- DATASET RECORDS -
• • • • • • •

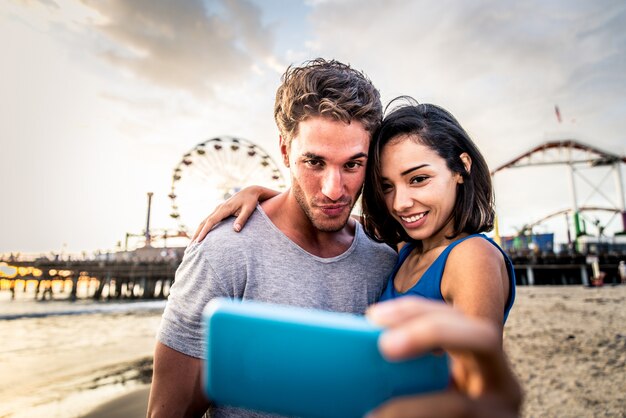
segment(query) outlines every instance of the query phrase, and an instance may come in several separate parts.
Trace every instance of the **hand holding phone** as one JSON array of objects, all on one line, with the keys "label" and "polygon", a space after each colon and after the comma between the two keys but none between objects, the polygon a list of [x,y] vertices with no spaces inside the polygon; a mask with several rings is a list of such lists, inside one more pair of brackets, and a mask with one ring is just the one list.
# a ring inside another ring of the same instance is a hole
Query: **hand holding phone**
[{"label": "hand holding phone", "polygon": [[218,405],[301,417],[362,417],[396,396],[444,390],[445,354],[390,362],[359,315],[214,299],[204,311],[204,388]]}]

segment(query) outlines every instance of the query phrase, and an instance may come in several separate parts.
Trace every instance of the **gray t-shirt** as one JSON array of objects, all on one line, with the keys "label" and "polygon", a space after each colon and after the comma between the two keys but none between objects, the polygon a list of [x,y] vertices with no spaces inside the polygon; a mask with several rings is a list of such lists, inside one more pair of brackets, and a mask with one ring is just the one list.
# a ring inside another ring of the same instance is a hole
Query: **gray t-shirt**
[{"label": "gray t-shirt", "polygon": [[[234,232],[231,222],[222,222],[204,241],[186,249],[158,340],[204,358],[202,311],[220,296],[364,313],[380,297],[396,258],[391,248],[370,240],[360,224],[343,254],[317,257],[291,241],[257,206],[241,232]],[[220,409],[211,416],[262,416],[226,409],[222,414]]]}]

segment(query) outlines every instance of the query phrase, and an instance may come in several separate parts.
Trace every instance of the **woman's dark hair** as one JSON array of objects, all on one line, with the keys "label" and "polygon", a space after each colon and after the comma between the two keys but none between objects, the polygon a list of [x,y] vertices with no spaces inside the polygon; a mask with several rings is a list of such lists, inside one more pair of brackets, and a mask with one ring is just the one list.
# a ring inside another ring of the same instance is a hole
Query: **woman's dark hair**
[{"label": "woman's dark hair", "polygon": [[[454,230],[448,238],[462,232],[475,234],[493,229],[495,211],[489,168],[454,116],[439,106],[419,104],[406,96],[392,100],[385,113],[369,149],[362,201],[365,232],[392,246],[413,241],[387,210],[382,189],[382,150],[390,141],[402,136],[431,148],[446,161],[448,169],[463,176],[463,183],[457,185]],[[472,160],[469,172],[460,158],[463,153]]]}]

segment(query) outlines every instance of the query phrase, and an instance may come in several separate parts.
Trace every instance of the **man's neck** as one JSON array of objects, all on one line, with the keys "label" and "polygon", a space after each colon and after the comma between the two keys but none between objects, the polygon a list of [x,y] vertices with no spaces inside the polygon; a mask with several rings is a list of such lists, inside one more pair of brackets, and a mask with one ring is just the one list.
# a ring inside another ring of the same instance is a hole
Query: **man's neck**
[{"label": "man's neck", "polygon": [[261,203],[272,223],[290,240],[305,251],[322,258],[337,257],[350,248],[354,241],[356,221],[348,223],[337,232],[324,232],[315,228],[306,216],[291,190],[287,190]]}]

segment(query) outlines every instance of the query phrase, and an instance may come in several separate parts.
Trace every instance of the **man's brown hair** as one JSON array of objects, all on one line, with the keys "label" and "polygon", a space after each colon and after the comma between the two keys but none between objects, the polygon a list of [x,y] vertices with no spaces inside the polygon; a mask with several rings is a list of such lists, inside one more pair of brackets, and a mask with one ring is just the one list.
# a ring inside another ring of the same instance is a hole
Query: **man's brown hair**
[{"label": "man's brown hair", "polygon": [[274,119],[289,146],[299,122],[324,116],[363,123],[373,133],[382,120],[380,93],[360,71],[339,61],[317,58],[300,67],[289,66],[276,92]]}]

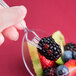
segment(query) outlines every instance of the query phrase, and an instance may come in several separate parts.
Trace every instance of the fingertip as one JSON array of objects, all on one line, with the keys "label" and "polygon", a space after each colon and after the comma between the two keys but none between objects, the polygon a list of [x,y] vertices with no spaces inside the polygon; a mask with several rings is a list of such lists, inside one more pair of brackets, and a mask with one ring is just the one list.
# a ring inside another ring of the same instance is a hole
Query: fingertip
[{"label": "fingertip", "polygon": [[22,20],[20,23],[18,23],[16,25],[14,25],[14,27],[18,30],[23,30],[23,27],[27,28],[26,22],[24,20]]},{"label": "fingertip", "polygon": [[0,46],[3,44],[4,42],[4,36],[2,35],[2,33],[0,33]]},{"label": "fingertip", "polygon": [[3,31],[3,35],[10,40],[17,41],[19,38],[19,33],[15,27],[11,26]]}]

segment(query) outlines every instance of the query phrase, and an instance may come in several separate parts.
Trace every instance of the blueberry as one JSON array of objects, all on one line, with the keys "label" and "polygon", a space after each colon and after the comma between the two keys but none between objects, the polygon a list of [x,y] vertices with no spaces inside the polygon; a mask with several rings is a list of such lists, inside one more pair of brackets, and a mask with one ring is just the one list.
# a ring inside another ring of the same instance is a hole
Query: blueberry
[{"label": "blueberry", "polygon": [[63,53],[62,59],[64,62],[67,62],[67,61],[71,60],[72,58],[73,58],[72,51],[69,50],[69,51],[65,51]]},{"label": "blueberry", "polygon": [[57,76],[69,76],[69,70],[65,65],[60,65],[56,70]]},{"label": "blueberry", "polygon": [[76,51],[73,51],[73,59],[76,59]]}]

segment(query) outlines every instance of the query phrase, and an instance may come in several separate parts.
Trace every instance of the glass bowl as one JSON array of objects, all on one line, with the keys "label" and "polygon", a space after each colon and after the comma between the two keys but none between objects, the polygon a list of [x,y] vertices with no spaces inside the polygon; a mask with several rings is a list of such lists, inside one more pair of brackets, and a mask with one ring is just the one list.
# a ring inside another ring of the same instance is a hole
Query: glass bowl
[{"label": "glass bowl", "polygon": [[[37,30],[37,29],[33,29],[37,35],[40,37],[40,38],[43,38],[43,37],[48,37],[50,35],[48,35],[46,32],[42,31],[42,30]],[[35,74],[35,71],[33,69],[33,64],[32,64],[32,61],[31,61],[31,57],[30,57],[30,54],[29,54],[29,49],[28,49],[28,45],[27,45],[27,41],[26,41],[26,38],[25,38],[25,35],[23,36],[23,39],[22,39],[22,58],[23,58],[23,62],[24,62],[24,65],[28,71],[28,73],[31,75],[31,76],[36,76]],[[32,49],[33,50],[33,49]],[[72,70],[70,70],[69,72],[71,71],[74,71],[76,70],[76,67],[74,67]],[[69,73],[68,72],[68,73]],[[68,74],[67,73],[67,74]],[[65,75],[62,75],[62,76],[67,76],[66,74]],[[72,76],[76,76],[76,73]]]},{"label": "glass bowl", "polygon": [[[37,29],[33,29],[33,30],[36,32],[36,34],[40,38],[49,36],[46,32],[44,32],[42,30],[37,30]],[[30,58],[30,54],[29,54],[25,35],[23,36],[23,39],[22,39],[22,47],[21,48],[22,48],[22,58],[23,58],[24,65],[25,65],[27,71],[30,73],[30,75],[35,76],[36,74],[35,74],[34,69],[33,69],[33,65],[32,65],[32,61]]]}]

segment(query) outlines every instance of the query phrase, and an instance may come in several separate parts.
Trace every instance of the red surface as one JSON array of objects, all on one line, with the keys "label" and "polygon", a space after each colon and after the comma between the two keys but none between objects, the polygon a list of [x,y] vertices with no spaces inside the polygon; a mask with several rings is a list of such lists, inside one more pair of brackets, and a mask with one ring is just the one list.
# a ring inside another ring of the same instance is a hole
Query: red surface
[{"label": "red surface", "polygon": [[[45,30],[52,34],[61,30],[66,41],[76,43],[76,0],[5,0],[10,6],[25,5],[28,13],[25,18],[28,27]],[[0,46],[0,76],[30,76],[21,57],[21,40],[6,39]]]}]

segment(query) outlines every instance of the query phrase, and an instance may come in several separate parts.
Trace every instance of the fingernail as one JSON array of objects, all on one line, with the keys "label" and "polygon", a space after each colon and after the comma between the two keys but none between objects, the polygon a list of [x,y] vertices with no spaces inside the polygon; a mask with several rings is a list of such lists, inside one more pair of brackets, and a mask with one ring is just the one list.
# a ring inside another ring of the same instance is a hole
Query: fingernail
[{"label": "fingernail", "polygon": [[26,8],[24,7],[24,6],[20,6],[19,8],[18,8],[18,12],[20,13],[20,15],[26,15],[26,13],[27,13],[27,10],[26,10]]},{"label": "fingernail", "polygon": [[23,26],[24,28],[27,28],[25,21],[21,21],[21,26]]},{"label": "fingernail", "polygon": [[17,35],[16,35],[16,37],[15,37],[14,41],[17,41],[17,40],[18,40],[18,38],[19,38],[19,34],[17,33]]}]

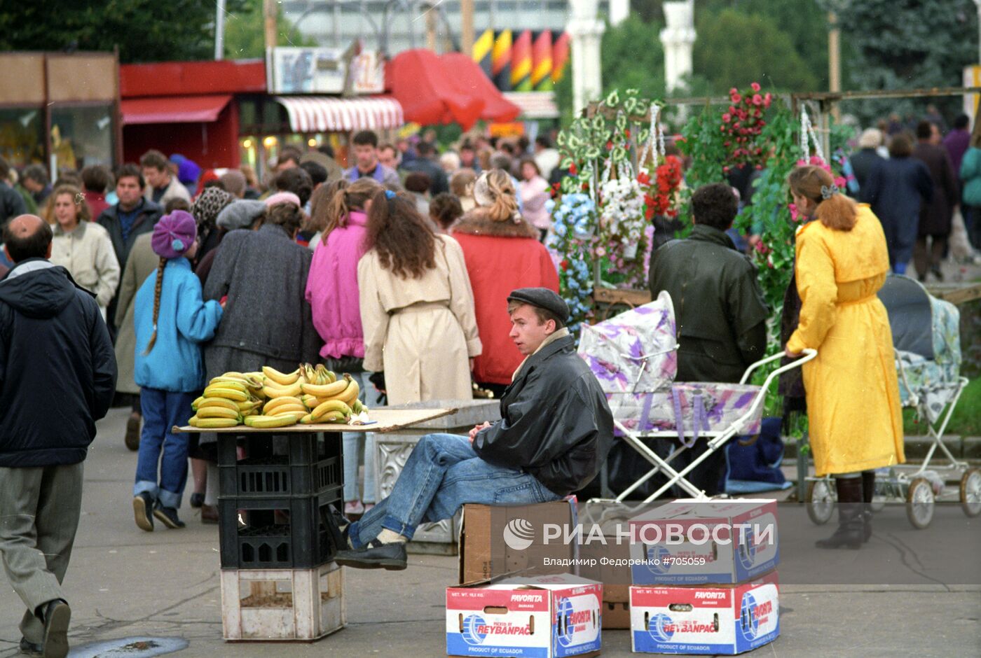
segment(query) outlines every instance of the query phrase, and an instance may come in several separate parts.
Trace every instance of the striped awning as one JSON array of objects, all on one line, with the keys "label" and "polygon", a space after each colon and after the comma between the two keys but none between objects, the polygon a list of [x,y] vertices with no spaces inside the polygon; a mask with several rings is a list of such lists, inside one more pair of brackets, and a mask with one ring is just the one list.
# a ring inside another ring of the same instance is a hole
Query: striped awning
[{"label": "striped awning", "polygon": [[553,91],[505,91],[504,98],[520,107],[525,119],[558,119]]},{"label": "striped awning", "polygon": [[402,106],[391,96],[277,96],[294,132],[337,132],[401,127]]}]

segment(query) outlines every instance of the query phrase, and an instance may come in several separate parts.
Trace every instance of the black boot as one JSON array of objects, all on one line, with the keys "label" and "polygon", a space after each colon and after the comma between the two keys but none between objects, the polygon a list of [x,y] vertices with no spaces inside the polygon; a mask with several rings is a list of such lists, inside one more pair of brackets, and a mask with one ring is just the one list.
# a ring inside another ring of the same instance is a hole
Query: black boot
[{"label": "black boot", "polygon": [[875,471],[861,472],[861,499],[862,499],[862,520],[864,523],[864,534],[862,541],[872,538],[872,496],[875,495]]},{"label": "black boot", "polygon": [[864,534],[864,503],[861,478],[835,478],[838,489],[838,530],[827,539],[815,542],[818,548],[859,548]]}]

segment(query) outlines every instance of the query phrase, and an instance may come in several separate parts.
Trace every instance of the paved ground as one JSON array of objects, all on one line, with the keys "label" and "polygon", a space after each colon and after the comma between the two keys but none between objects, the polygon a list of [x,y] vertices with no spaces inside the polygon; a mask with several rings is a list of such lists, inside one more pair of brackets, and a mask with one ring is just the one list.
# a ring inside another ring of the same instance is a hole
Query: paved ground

• • • • • • •

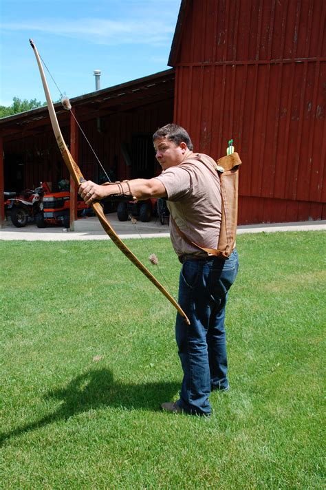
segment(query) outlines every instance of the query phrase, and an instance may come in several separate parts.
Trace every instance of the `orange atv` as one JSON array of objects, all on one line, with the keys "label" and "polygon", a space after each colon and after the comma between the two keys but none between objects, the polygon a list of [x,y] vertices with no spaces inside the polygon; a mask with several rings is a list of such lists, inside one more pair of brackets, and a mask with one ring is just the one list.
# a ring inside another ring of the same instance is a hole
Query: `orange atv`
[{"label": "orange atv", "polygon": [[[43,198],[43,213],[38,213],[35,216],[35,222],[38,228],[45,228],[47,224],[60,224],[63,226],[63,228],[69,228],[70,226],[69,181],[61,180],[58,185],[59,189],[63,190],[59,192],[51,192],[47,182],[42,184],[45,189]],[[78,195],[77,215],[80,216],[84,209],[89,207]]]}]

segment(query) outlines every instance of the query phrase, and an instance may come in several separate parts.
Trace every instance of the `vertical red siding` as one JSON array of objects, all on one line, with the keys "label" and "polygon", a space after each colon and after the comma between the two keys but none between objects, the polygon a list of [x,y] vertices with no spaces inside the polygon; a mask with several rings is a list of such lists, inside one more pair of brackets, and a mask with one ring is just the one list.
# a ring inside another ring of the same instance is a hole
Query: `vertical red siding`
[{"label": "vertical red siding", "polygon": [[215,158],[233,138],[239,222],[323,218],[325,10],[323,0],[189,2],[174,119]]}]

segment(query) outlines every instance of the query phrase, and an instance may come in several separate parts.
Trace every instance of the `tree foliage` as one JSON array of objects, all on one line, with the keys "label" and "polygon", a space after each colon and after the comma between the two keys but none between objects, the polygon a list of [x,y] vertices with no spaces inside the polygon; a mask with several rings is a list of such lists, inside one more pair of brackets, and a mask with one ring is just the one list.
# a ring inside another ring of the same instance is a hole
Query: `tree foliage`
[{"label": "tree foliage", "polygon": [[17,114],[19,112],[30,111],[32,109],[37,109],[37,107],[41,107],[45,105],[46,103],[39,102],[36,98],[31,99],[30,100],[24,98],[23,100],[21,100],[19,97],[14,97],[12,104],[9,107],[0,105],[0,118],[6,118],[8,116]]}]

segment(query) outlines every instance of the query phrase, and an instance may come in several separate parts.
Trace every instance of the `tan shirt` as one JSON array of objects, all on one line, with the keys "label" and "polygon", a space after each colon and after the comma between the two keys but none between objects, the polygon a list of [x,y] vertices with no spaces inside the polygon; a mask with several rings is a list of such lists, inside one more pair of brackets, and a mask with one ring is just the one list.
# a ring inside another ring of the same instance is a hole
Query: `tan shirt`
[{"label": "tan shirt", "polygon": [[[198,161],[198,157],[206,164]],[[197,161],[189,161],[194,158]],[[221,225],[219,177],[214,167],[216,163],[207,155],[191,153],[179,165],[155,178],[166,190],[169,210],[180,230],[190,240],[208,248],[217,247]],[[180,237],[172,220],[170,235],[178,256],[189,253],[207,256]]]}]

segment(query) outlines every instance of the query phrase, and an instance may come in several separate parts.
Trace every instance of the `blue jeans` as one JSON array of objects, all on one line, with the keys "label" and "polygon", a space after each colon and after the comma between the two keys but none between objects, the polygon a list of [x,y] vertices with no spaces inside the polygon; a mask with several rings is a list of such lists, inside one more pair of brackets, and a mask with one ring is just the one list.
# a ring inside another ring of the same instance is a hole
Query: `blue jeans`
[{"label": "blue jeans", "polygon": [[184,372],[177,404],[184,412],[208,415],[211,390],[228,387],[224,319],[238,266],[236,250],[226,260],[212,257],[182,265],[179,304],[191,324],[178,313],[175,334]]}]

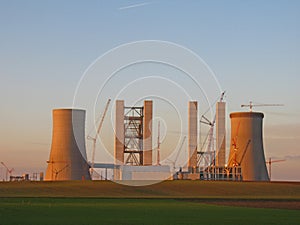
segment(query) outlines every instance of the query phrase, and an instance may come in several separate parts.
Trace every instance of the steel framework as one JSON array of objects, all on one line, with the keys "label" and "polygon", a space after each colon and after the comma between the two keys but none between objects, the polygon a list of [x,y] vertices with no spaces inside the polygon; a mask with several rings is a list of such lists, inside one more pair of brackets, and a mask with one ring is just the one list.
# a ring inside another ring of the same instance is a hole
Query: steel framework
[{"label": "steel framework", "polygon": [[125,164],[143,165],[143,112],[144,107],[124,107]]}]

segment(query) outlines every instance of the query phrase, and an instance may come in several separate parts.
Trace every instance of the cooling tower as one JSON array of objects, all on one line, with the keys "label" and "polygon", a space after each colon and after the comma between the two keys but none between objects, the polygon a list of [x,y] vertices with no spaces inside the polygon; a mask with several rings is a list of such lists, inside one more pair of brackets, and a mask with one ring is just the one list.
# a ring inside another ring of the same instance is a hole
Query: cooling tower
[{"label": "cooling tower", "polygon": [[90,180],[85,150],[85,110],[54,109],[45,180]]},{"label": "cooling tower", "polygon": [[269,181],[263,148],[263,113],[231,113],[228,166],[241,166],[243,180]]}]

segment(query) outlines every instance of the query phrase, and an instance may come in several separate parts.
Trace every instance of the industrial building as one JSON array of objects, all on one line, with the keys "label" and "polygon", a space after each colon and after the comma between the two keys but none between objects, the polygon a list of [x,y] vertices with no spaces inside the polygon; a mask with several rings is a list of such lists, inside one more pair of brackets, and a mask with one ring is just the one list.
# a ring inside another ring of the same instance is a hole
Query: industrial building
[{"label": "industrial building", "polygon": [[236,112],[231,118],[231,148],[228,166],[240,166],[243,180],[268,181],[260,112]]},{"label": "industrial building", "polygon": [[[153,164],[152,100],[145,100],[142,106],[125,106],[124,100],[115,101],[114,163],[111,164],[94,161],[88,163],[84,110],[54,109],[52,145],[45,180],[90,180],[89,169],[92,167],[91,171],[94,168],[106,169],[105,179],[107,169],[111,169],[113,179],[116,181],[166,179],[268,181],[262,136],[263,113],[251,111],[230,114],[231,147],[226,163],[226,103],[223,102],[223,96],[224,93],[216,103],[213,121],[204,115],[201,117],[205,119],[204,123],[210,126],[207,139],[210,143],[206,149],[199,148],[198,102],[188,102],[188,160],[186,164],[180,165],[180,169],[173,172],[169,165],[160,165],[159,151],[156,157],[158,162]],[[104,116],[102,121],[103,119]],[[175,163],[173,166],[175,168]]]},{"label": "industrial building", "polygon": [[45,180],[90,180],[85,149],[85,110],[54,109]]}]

• • • • • • •

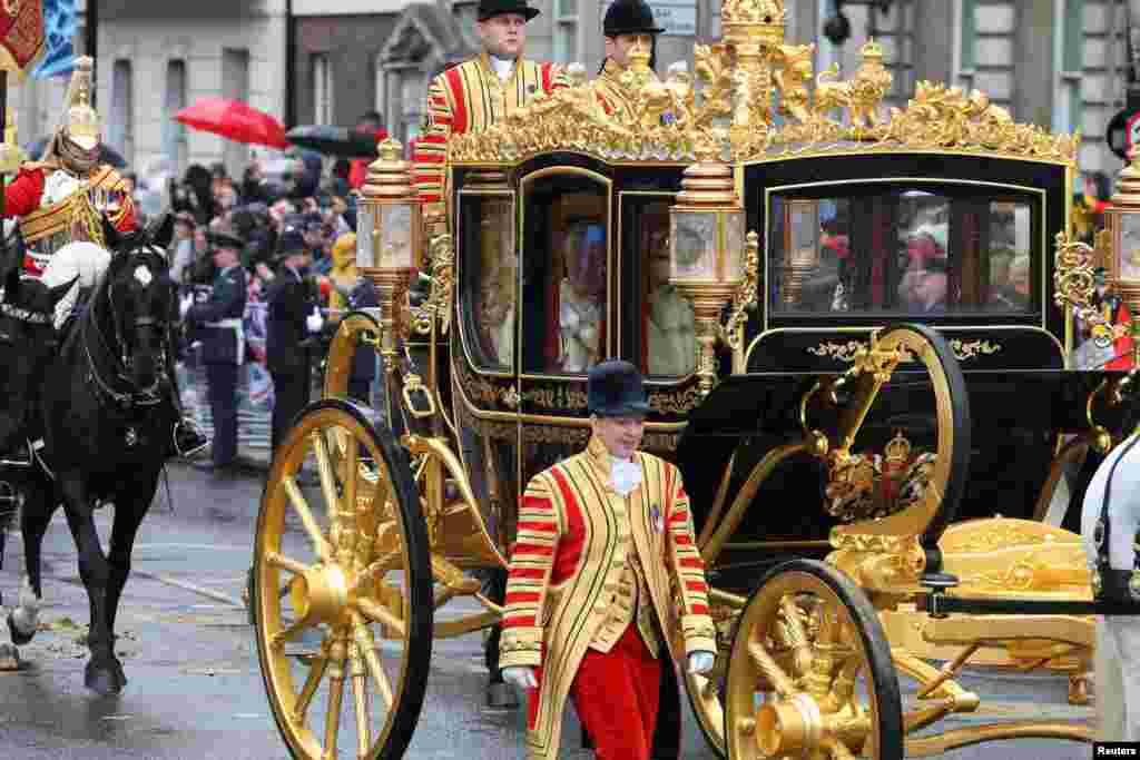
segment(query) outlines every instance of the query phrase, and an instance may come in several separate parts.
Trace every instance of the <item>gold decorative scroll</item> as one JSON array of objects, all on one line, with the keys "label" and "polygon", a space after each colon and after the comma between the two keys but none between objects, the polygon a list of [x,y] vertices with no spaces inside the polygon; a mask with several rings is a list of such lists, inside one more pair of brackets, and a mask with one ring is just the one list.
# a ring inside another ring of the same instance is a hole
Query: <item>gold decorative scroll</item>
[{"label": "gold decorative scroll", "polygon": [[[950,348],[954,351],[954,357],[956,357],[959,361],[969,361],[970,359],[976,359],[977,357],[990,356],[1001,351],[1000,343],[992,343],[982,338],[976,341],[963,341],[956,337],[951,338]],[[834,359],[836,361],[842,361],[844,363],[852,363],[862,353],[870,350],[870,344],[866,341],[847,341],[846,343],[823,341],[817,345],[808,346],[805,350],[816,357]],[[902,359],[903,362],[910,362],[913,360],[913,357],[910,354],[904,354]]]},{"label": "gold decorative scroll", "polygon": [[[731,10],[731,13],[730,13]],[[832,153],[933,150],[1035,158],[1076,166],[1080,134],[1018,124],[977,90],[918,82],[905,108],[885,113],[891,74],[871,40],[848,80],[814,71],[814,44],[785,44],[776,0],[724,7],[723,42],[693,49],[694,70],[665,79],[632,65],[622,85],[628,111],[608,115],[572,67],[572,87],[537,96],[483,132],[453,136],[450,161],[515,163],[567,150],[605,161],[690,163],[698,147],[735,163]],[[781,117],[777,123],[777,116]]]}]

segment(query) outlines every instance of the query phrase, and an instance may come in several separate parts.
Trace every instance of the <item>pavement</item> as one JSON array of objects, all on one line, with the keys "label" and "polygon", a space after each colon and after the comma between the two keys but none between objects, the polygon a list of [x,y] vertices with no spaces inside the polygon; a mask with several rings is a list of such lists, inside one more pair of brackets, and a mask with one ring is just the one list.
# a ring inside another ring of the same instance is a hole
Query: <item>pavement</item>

• • • • • • •

- REQUIREMENTS -
Select every line of the rows above that contains the string "striped", and copy each one in full. Case counts.

- THE SOLUTION -
Trace every instance of the striped awning as one JSON array of objects, all on one line, with the keys "label" and "polygon", a space after each colon and after the comma between the two keys but none between objects, the polygon a list of [x,y] vertices with no spaces inside the polygon; a mask with several rings is a list of such lists, inside one more pair of brackets, and a mask with one ring is just the one list.
Query: striped awning
[{"label": "striped awning", "polygon": [[553,91],[505,91],[504,98],[520,107],[525,119],[558,119]]},{"label": "striped awning", "polygon": [[402,106],[391,96],[277,96],[294,132],[337,132],[401,127]]}]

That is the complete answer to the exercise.